◆ EXERCISE OBJECTIVE
Entries follow. Set all of them down as they stand.

◆ STORED DATA
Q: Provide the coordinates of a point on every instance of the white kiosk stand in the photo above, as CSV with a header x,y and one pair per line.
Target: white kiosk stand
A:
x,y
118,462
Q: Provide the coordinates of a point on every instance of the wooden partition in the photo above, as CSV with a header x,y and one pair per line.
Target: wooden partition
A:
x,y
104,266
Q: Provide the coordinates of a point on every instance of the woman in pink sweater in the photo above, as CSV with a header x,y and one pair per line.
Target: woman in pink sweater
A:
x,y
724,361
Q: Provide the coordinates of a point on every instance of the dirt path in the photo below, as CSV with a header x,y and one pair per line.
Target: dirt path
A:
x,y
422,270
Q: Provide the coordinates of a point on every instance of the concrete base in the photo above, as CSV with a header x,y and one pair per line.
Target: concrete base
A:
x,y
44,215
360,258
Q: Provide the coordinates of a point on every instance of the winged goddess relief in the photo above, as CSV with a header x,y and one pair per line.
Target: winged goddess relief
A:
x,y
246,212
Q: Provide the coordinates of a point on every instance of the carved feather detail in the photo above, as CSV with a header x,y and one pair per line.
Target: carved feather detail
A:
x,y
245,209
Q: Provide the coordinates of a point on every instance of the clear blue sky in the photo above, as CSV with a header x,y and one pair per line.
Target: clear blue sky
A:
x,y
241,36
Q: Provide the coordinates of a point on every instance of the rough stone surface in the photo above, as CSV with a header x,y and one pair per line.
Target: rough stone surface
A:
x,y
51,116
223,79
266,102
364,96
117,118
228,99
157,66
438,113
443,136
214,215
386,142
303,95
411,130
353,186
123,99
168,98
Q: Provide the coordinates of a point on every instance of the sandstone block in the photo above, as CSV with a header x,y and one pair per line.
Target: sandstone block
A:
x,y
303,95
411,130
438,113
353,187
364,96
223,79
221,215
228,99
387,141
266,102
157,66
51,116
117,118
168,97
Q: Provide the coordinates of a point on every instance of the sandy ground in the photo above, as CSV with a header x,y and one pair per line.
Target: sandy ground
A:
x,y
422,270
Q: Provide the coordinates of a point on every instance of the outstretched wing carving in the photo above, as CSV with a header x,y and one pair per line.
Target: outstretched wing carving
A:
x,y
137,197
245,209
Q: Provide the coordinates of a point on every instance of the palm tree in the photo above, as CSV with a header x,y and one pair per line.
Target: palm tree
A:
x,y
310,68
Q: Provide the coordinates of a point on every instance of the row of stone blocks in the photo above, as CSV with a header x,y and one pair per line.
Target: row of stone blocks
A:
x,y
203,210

◆ SOLVED EXERCISE
Q: Provide the coordinates of a point on every instance of the white kiosk stand in the photo above, as CSV with a header x,y and one pair per line.
Target: white kiosk stand
A:
x,y
118,462
Q: Provide the coordinates of a point on every instance of the wooden partition in the photo above, as CSV with a header x,y and one pair per line.
Target: wooden partition
A:
x,y
104,266
Q: Provide the coordinates of a point on every instance of the woman in pink sweater in the photo above, as CSV with a header x,y and one pair per line.
Target: woman in pink sweater
A:
x,y
724,361
Q: Provide the coordinates of a point on every instance of the dirt path in the photo below, as CSV with a header x,y and one pair per line.
Target: dirt path
A:
x,y
422,270
Q: Provide the coordinates of a point on every instance of the concrete base in the photo above, as CSV with a header x,y and one pair per line.
Target: concrete base
A:
x,y
44,215
360,258
Q: Provide the coordinates of a point on every instance of the winged goddess relief in the photo above, as CSV with a header x,y and one pair per line.
Target: winged goddess relief
A:
x,y
246,212
Q: Provide the coordinates of a point on every instance of the carved feather detail in the photo above, as CSV with a header x,y and one pair per line.
Target: carved feather detail
A:
x,y
245,209
Q: Provide the coordinates of a point on every instance of the clear blue sky in the photo above, as CSV with a header x,y and one pair per line.
Target: clear blue sky
A:
x,y
241,36
Q: Provide the coordinates of a point on every instance of the rough stone surface in the photo above, as CSV with a header x,y and one pair per line.
Target: rough stone surface
A:
x,y
51,116
223,79
266,102
364,96
117,118
228,99
157,66
438,113
443,136
214,215
386,142
303,95
411,130
353,186
123,99
168,98
Q: Provide the coordinates of a point on every instance of the sandstone block in the photo above, as CSV with a header x,y and one pair per line.
Target: sandstone block
A:
x,y
303,95
411,130
438,113
353,187
364,96
223,79
221,215
228,99
387,141
266,102
157,66
51,116
117,118
168,97
Q: Provide the coordinates of a point on every instance of the sandy ground in the photo above, as CSV with a header x,y and one pair per line.
Target: sandy ground
A:
x,y
422,270
Q: Provide the coordinates of a point on every instance of the outstretched wing carving in the photo above, as CSV with a header x,y and one pair per line.
Target: outstretched wing carving
A:
x,y
137,197
245,209
Q: Provide the coordinates of a point on every instance of the palm tree in the photo above, as CSV with a header x,y and one pair per line.
Target: palm tree
A:
x,y
310,68
Q: Provide the coordinates of a point on every instance of the row of stone blocks in the photo above, as CSV with a header x,y and one pair per line.
Target: row of stone blocks
A:
x,y
203,210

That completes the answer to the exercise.